All the cons are manageable in this or that way. Usually that depends on what kind of motions you have. Camera as well as character motions.

For instance, in cases of fixed camera there are almost no issues. But when the camera is freely moving, this might cause reflections to move in the wrong direction. Whereas shadows are not interpolated at all. So shadows tend to look like they are rendered at 30fps and displayed at 60. In case of soft and transparent shadows it is not very noticeable.

So it is really about the latency and the memory.

24 / 60

Interpolation, this is where the real fun begins.

Now I must to emphasize one more time that there are many ways of doing the interpolation and it should be customized or done individually in each particular situation. Moreover, it should be thought of as a way to construct a new frame from the cache, which is everything else (previous or next frames).

It turns out that most of it is artifact fighting and the final quality depends on how well we can handle those artifacts. One interesting thing though, is the fact that it doesn't have to be perfect. We perceive the interpolated frame in a sequence. While looking for even better interpolation solution, the other day, I found something funny. There was a bug in the code, which led to very strong distortions of the frame, but I could not notice that there was something wrong with every other frame until I hit the pause. It was a tree with lots of leaves, and every other frame it didn't look like a tree at all. More of a big green blob of noise.

That made it easier, because in the end it's all about perception. Interpolation should be implemented and tested in real situations and always tested in motion.

25 / 60

Alright, now let's discuss our current (one frame based, real-time) implementation step by step.

Let's do the most simple thing and sample the previous frame based on the current velocity half way backwards (direction depends on your particular convention for velocity vectors). It is not quite correct, because the velocity buffer is constructed for either the previous or the current frame. So it might have some issues with the edges as we can see.

26 / 60

27 / 60

28 / 60

Static geometry tails are not very noticeable in motion. The worst thing that can happen is that they will look as if they were rendered at 30 fps. Again, under standard 3rd person camera motion conditions they are very unlikely to cause any major problems. To prove the point, you can look at the supplementary video part 2 (live XBox360 demo). Even though we are going to fix them up, this feature was disabled in the demo that was captured.

Dynamic geometry tails, on the other hand, are more noticeable, due to additional transformation of the characters and the fact that they can move in the opposite directions. So characters need some special treatment.

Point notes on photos
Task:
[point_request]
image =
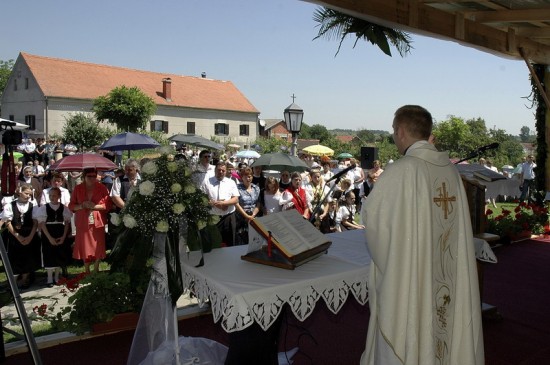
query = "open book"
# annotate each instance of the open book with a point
(294, 240)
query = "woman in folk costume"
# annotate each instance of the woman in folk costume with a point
(23, 242)
(90, 202)
(54, 220)
(294, 197)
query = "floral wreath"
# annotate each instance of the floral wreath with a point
(165, 198)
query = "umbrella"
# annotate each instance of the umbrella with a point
(280, 162)
(81, 161)
(318, 150)
(129, 141)
(345, 155)
(10, 123)
(247, 154)
(196, 140)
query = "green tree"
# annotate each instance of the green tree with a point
(84, 132)
(334, 24)
(5, 72)
(128, 108)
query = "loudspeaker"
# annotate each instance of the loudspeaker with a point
(368, 156)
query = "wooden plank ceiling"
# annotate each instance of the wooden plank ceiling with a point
(501, 27)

- **Job**: Reproduce the frame interpolation text word for word, from "All the cons" to "real fun begins.".

- **Solution to this task**:
All the cons are manageable in this or that way. Usually that depends on what kind of motions you have. Camera as well as character motions.

For instance, in cases of fixed camera there are almost no issues. But when the camera is freely moving, this might cause reflections to move in the wrong direction. Whereas shadows are not interpolated at all. So shadows tend to look like they are rendered at 30fps and displayed at 60. In case of soft and transparent shadows it is not very noticeable.

So it is really about the latency and the memory.

24 / 60

Interpolation, this is where the real fun begins.